## Begin Record set

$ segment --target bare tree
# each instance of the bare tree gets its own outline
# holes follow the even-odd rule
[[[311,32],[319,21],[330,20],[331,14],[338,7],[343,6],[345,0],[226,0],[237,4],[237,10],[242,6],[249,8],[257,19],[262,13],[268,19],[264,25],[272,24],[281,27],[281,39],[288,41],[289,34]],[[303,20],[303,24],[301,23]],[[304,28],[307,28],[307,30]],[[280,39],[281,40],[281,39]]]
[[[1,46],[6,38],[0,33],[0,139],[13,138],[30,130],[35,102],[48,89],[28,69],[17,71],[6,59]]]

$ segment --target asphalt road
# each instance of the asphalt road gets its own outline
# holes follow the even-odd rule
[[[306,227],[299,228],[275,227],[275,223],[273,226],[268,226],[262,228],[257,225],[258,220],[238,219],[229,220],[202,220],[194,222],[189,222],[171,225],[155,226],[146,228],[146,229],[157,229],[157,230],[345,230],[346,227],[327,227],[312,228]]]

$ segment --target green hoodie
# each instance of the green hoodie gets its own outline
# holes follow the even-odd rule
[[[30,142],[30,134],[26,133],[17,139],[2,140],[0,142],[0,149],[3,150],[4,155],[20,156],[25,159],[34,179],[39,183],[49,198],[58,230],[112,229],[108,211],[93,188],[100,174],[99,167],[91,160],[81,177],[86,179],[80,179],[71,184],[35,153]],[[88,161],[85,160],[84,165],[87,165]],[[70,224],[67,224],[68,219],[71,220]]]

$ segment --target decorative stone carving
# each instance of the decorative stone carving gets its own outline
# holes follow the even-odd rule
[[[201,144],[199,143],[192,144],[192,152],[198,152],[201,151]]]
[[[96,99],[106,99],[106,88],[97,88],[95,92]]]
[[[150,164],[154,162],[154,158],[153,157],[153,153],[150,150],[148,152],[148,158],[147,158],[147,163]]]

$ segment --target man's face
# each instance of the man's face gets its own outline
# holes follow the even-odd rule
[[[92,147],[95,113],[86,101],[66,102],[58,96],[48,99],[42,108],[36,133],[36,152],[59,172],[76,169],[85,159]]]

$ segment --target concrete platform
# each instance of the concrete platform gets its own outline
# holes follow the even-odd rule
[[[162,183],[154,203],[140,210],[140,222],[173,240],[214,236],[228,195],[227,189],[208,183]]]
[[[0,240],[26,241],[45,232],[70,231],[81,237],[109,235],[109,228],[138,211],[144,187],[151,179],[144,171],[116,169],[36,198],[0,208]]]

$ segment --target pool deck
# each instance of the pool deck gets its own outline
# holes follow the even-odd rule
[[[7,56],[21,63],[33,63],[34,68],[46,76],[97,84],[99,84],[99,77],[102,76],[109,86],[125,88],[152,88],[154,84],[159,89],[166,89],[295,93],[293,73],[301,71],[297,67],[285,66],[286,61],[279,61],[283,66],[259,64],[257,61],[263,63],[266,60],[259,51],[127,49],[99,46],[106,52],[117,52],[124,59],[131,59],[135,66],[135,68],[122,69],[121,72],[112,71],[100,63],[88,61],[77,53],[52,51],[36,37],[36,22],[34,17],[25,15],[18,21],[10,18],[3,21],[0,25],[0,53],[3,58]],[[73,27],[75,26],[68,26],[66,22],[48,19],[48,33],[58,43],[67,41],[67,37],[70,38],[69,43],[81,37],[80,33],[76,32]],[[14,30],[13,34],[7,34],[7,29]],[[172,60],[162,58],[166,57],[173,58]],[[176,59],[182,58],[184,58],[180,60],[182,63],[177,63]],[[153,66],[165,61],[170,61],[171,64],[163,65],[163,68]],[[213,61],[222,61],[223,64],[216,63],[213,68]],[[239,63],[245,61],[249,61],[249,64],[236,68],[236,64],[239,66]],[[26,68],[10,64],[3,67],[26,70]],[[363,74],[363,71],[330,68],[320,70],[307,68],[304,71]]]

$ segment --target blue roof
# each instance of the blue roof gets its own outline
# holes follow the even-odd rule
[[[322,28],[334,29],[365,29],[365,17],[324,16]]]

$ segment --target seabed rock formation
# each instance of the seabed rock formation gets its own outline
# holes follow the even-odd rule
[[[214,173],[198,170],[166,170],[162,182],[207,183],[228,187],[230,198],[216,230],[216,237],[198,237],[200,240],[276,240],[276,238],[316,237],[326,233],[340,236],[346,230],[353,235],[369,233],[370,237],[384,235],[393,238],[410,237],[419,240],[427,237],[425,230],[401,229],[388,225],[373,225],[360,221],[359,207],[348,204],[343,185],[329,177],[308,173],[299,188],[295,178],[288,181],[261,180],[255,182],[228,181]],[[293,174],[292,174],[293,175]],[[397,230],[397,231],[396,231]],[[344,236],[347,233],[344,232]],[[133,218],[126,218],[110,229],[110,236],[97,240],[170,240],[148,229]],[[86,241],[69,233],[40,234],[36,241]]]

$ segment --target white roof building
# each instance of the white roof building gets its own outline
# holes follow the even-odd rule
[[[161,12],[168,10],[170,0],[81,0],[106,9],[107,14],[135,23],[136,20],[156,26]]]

## End Record set

> **Task to complete**: Give everything in the records above, from the line containing "--target pool deck" down to the line containing "[[[322,28],[334,29],[365,29],[365,17],[324,16]]]", as a JSON list of strings with one string per line and blank lines omitted.

> **Worked solution**:
[
  "$ segment --target pool deck",
  "# each instance of the pool deck gets its own outline",
  "# holes follow the even-odd rule",
  "[[[7,56],[21,63],[33,63],[34,68],[46,76],[97,84],[99,84],[99,77],[102,76],[109,86],[125,88],[152,88],[154,84],[159,89],[166,89],[295,93],[293,73],[301,71],[297,67],[285,66],[286,61],[279,61],[283,66],[259,64],[257,61],[263,63],[266,60],[259,51],[127,49],[99,46],[106,52],[117,52],[124,59],[131,59],[135,66],[135,68],[122,69],[121,72],[112,71],[100,63],[88,61],[77,53],[52,51],[36,37],[36,22],[34,17],[25,15],[18,21],[10,18],[3,21],[0,25],[0,53],[3,58]],[[73,27],[75,26],[68,26],[66,22],[48,19],[48,33],[58,43],[67,41],[67,37],[70,38],[69,43],[81,37],[80,33],[76,32]],[[14,30],[13,34],[7,34],[7,29]],[[172,60],[162,58],[166,57],[173,58]],[[176,59],[182,58],[184,58],[180,60],[182,63],[177,63]],[[153,66],[165,61],[170,61],[171,64],[163,65],[163,68]],[[213,61],[222,61],[223,64],[216,63],[213,68]],[[239,63],[245,61],[249,61],[249,64],[236,68],[236,64],[239,66]],[[26,68],[10,64],[3,67],[26,70]],[[363,74],[363,71],[330,68],[320,70],[307,68],[304,71]]]",
  "$ segment --target blue roof",
  "# each instance of the blue roof gets its own outline",
  "# holes follow the even-odd rule",
  "[[[322,28],[334,29],[365,29],[365,17],[324,16]]]"
]